▶ **Try it**:
What lines in the records below include the word "glove"? Return each one.

▶ **Data for analysis**:

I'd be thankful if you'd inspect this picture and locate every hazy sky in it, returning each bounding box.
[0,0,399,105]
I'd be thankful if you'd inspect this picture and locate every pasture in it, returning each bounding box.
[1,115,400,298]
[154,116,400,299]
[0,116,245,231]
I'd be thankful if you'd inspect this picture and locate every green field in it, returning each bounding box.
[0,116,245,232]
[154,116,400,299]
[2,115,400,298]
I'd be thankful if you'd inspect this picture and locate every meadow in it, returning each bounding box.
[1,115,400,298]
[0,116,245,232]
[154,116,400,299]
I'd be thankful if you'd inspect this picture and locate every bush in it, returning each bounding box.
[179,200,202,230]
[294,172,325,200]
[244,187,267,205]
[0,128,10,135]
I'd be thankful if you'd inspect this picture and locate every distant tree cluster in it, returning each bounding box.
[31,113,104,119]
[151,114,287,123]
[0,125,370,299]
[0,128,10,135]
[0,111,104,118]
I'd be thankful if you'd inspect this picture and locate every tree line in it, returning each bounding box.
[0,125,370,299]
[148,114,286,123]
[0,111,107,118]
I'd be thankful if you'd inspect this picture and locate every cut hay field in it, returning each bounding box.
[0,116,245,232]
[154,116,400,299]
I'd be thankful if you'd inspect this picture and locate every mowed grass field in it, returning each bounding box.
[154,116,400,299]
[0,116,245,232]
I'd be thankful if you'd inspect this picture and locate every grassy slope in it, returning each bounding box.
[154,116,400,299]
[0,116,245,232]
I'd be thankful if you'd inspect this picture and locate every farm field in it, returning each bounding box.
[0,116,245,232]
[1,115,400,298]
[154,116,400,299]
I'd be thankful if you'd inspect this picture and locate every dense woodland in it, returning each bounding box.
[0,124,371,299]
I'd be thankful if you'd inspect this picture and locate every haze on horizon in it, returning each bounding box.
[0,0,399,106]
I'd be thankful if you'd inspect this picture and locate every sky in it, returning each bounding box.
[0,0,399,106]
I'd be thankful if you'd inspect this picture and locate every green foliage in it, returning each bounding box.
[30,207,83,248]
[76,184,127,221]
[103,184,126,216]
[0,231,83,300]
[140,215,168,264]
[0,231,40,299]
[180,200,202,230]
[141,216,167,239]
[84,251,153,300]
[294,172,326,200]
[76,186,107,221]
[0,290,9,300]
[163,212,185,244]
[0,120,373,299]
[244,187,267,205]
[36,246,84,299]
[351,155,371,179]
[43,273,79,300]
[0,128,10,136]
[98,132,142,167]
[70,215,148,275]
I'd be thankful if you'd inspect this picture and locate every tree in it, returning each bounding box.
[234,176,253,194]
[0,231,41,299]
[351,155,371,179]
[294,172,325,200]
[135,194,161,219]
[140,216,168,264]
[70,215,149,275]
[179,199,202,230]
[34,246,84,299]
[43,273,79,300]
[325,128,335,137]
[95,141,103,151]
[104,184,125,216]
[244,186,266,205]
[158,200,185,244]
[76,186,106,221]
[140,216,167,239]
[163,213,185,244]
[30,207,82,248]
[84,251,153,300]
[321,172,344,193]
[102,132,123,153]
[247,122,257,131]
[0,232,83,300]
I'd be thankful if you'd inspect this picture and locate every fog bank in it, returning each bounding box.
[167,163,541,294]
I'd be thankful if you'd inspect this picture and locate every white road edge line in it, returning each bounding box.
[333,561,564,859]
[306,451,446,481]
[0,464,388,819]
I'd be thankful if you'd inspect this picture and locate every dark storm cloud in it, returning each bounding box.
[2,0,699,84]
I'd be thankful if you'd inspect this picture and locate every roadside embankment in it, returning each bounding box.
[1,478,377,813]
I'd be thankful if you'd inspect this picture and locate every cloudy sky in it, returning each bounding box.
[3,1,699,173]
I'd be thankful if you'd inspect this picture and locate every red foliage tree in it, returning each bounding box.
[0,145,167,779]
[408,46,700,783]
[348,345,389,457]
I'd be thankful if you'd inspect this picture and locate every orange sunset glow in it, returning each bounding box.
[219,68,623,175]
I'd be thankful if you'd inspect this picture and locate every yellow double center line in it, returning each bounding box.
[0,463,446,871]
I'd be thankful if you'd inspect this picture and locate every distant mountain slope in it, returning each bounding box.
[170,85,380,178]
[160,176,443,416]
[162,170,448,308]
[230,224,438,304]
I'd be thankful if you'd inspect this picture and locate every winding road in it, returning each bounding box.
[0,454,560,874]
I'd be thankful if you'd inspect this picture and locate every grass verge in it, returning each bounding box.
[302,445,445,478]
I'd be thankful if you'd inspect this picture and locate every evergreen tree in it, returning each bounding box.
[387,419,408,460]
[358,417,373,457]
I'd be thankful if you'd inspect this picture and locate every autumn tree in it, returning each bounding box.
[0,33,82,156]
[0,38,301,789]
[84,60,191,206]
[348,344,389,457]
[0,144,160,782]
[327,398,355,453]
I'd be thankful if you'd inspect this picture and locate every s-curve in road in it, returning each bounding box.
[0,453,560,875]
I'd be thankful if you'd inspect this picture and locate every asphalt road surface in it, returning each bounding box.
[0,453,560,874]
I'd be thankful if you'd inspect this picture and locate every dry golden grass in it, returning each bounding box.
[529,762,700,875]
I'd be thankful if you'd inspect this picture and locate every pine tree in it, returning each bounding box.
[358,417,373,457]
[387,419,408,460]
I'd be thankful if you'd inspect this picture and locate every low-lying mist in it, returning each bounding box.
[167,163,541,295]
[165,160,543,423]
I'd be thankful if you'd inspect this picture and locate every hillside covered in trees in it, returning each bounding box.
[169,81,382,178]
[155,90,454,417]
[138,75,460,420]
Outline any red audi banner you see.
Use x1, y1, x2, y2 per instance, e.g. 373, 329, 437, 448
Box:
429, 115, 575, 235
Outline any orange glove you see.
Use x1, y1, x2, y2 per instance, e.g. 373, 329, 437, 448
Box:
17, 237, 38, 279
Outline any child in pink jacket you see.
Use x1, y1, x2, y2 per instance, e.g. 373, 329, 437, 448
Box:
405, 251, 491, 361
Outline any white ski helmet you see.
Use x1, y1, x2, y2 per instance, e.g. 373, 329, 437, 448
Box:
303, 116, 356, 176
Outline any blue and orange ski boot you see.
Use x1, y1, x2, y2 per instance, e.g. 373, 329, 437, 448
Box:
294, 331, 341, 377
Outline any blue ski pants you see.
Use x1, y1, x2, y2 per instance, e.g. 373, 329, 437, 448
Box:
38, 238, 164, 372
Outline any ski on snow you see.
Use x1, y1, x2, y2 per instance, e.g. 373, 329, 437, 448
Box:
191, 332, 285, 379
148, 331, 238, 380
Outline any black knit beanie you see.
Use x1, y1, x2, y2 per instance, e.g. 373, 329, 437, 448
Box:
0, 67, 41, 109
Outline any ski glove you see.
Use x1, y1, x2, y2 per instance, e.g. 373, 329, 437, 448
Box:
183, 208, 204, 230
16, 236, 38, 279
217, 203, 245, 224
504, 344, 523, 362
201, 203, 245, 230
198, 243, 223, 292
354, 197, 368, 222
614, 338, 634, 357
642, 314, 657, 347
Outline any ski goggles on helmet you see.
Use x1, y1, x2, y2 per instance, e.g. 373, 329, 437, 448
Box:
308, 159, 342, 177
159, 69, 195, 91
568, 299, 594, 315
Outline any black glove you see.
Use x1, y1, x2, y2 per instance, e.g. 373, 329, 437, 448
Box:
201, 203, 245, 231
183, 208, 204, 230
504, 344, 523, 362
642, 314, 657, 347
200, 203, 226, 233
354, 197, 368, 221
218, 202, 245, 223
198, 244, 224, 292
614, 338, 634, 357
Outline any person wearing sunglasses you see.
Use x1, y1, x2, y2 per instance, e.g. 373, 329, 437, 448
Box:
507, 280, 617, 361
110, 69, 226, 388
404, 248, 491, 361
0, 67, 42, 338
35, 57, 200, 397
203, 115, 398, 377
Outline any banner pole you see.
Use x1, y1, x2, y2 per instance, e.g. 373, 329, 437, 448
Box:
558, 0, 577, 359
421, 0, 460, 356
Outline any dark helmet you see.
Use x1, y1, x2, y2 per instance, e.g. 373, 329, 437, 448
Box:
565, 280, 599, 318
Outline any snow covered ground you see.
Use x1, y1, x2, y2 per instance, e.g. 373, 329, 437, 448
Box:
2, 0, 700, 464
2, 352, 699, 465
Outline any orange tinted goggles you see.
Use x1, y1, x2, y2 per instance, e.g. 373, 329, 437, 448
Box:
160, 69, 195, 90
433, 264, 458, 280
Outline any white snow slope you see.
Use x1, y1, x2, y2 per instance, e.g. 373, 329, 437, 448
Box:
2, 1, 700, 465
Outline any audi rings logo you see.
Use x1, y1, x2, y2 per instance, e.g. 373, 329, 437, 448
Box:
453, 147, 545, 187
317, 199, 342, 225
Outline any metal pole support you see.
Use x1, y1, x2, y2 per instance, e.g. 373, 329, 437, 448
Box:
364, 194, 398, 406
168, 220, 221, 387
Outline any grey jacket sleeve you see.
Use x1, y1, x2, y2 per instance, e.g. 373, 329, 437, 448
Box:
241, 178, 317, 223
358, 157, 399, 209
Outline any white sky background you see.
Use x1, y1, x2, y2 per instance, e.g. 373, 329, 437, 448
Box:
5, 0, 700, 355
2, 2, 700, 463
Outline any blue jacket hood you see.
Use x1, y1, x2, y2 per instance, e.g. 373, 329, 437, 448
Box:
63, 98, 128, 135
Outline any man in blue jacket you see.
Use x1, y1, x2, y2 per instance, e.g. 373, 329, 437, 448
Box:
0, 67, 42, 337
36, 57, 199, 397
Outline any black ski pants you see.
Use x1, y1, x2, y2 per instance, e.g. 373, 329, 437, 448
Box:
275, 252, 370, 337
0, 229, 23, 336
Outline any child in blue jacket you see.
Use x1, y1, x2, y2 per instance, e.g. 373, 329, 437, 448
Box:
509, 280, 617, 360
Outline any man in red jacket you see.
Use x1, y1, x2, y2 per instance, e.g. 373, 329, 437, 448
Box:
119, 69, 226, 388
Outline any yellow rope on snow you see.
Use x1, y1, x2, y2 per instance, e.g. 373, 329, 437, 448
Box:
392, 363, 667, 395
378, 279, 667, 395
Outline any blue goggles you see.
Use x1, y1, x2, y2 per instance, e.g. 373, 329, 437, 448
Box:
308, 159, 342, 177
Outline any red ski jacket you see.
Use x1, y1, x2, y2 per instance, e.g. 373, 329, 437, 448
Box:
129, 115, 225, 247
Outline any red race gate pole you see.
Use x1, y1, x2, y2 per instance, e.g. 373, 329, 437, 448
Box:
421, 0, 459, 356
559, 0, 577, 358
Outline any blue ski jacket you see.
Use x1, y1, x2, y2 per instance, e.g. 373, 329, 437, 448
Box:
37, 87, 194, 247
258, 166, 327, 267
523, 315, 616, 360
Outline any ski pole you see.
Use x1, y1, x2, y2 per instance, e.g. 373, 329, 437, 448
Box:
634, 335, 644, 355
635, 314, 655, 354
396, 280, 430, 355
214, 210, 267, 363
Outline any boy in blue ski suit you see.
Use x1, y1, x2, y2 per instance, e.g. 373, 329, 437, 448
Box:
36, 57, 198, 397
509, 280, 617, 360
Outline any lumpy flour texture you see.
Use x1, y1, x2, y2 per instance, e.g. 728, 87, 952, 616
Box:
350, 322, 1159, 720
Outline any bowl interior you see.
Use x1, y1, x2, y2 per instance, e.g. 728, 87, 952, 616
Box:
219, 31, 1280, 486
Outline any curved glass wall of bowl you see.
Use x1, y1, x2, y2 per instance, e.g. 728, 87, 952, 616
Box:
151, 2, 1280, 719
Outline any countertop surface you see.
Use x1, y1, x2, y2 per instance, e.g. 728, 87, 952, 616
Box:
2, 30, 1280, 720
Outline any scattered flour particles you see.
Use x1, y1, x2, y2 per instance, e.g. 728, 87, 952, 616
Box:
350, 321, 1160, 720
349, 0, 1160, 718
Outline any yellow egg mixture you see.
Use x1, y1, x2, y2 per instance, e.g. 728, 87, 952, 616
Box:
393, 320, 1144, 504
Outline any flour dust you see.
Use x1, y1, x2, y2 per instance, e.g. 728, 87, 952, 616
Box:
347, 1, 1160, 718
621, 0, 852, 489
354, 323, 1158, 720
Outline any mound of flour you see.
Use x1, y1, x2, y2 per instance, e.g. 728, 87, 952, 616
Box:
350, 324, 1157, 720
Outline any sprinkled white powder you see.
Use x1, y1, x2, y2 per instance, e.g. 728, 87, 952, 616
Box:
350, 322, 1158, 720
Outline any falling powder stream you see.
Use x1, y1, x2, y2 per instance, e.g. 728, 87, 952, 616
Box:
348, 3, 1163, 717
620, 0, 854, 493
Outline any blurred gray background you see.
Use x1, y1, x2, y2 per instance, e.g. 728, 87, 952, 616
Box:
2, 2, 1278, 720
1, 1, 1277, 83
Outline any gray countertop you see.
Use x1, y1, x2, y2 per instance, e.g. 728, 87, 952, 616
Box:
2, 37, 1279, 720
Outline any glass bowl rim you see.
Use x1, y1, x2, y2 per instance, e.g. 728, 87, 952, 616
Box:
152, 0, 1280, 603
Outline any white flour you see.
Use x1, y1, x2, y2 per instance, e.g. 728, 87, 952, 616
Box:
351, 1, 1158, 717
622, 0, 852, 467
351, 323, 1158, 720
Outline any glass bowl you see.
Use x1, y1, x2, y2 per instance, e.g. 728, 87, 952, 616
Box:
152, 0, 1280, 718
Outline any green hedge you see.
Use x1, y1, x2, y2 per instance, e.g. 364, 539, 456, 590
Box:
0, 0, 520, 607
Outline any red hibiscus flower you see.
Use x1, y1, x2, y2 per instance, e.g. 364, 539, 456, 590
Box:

▶ **Reply**:
Outline any orange glove you see.
Outline any ski glove you see.
Outline any black glove you see.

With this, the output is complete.